Work instructions ▸ Your task is to print every entry below exactly as given.

## begin Recorded data

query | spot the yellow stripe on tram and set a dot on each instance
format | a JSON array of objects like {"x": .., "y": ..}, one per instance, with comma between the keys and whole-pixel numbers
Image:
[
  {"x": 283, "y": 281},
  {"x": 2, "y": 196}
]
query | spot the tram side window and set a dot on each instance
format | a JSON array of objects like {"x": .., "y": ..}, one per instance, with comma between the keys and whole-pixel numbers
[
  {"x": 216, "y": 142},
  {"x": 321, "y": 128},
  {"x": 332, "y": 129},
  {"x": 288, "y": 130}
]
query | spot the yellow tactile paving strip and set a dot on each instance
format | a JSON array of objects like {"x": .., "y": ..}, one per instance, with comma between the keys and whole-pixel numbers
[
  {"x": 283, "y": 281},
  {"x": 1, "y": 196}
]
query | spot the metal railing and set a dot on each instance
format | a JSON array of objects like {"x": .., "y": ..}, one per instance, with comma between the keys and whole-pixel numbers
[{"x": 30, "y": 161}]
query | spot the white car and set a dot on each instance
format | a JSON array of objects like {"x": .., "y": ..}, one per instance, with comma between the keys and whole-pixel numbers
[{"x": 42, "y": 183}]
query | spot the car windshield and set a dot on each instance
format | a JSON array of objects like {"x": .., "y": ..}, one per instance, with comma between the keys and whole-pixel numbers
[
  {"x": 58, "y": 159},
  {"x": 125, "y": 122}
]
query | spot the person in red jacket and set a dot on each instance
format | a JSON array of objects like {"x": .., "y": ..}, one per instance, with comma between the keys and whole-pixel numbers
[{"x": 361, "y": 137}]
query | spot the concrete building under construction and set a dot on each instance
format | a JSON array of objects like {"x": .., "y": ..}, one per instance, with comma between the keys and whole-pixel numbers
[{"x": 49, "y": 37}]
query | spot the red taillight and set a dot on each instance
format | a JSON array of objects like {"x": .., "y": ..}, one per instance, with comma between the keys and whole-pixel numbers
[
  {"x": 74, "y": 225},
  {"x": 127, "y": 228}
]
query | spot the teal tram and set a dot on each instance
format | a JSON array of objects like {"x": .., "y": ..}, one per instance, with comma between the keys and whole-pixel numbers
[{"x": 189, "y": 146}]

## end Recorded data

Response to the exercise ▸
query | spot the yellow stripe on tram and set a dot on each instance
format | a JSON array of objects like {"x": .., "y": ..}, one per instance, with comma between the keys and whole-pixel numbers
Image:
[
  {"x": 283, "y": 281},
  {"x": 2, "y": 196}
]
query | spot the tram side window and set a dot on each instance
format | a JSON array of objects like {"x": .., "y": ..}, one per instance, with comma between the keys and whole-pixel numbers
[
  {"x": 216, "y": 142},
  {"x": 321, "y": 128},
  {"x": 332, "y": 129},
  {"x": 288, "y": 130}
]
query | spot the yellow tactile paving strip and set a dot on each instance
format | a JSON array of objects like {"x": .., "y": ..}, one per instance, with comma between the keys and whole-pixel numbers
[
  {"x": 283, "y": 281},
  {"x": 1, "y": 196}
]
query | spot the metal railing and set a dot on each instance
format | a JSON array of objects like {"x": .., "y": ..}, one per instance, with comma between the keys and whole-pixel numbers
[{"x": 30, "y": 161}]
query | spot the white car and set a dot on each instance
format | a JSON array of objects like {"x": .., "y": ..}, one per instance, with comma between the keys and whole-pixel numbers
[{"x": 42, "y": 183}]
query | spot the car windshield and set a dot on each instance
format | a JSON array of objects like {"x": .., "y": ..}, one per instance, with comma between the keys and whole-pixel numbers
[
  {"x": 58, "y": 159},
  {"x": 125, "y": 122}
]
query | spot the person in red jacket and set a dot on each instance
format | a JSON array of objects like {"x": .., "y": ..}, one per instance, with comma between the keys and whole-pixel numbers
[{"x": 361, "y": 137}]
query | spot the concrete building under construction and set a dot on each instance
format | a JSON array of objects like {"x": .., "y": ..}, one per instance, with comma between the keys and whole-pixel numbers
[{"x": 49, "y": 37}]
query | spot the red taillight and set a dot on each instance
format | a JSON array of objects like {"x": .., "y": ..}, one per instance, with comma between the keys and whole-pixel numbers
[
  {"x": 74, "y": 225},
  {"x": 127, "y": 228}
]
query | spot the teal tram and set a dot on each instance
format | a JSON array of objects like {"x": .., "y": ..}, one per instance, with comma between the keys and whole-pixel numbers
[{"x": 189, "y": 146}]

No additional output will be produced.